● TASK INPUTS:
******

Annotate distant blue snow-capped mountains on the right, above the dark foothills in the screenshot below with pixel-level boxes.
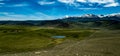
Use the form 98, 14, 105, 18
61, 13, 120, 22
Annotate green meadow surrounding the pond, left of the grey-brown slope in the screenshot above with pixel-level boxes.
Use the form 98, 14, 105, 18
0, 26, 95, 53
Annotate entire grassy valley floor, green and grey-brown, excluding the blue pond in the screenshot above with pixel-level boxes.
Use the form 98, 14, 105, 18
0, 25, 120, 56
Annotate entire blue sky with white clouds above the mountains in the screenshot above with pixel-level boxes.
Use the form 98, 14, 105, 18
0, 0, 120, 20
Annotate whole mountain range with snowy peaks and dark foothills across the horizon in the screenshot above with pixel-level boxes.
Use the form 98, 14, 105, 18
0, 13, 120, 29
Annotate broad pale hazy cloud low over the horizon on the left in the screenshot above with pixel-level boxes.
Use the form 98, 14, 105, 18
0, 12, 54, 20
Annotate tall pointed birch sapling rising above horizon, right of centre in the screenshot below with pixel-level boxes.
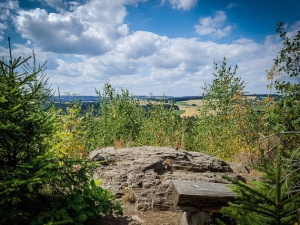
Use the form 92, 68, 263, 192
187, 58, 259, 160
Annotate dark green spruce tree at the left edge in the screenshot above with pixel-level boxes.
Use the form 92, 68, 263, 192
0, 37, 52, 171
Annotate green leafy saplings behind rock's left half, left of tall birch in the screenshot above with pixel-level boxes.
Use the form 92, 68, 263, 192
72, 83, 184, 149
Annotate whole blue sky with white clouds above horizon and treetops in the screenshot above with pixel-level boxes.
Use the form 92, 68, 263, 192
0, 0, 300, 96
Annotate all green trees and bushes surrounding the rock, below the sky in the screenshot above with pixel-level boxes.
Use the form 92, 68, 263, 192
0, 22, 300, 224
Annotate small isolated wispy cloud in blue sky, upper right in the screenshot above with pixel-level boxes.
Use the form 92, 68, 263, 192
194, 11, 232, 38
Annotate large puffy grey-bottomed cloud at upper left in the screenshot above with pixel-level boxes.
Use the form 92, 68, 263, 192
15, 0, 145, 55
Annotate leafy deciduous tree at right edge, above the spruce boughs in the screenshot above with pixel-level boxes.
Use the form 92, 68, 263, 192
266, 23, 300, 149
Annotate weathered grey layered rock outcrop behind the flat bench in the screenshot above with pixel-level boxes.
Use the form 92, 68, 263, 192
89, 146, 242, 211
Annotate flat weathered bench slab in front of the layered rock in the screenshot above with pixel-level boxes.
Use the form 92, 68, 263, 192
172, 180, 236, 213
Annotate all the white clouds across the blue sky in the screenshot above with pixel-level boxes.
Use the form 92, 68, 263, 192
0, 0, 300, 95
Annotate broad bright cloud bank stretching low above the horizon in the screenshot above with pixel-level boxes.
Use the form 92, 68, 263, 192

******

● TASK GOAL: Repeat the records in full and exactly, leaving every picture out.

● EXPECTED OUTPUT:
Annotate distant blue snow-capped mountains on the right, above the dark foothills in the screenshot below with pixel-level boxes.
Use the form 98, 14, 105, 18
61, 13, 120, 22
Annotate green meadow surrounding the pond, left of the grey-brown slope in the screenshot above with pixel-level boxes.
Use the form 98, 14, 105, 18
0, 26, 95, 53
Annotate entire grassy valley floor, green and grey-brown, excluding the blue pond in the screenshot above with pixel-level boxes.
Use the form 98, 14, 105, 18
0, 25, 120, 56
Annotate entire blue sky with white clouds above the mountains in the screenshot above with pixel-level boxes.
Use the form 98, 14, 105, 18
0, 0, 120, 20
Annotate whole mountain range with snowy peaks and dark foothills across the horizon in the screenshot above with pixel-level boxes.
Use the form 98, 14, 105, 18
0, 13, 120, 29
Annotate broad pale hazy cloud low over the horizon on the left in the screenshot above with pixel-level boxes.
Use the form 98, 14, 105, 18
0, 12, 54, 20
Annotate tall pointed birch sapling rising above horizon, right of centre in the screenshot below with pixel-level boxes.
Use the form 92, 68, 263, 192
187, 58, 259, 160
Annotate dark green spruce tree at the left edge in the screenshot above with pixel-level boxes.
Use the form 92, 68, 263, 192
0, 37, 52, 171
Annotate green leafy saplings behind rock's left half, left of tall birch in the screenshot above with pixel-level boxes.
Use the form 92, 68, 263, 192
72, 83, 184, 149
Annotate whole blue sky with white clouds above horizon and treetops in the screenshot above with pixel-level boxes.
Use the form 92, 68, 263, 192
0, 0, 300, 96
Annotate all green trees and bushes surrounding the rock, below the sky in the screenshot above with pixel-level boxes.
Use the form 92, 68, 263, 192
0, 22, 300, 224
Annotate small isolated wispy cloud in blue sky, upper right in the screenshot above with pixel-level boxes.
Use the form 92, 68, 263, 192
194, 11, 232, 38
Annotate large puffy grey-bottomed cloud at upper left in the screenshot above with pixel-level boxes.
Use the form 92, 68, 263, 192
15, 0, 145, 55
Annotate leafy deciduous tree at right edge, above the spruce boughs in the screenshot above with pixel-level boxes.
Use the form 92, 68, 263, 192
266, 23, 300, 149
Annotate weathered grey layered rock outcrop behind the flat bench in the screenshot above with pixel-level boxes.
Use the form 92, 68, 263, 192
89, 146, 242, 211
Annotate flat weathered bench slab in front of the layered rock in the screenshot above with pixel-level boxes.
Use the form 92, 68, 263, 192
172, 180, 236, 213
Annotate all the white clouds across the blue sky in the screenshot above with pixel-level boxes.
Use the form 92, 68, 263, 192
0, 0, 300, 95
Annotate broad bright cloud bank stretching low above the horizon in the screenshot above with pixel-level boxes.
Use the form 92, 68, 263, 192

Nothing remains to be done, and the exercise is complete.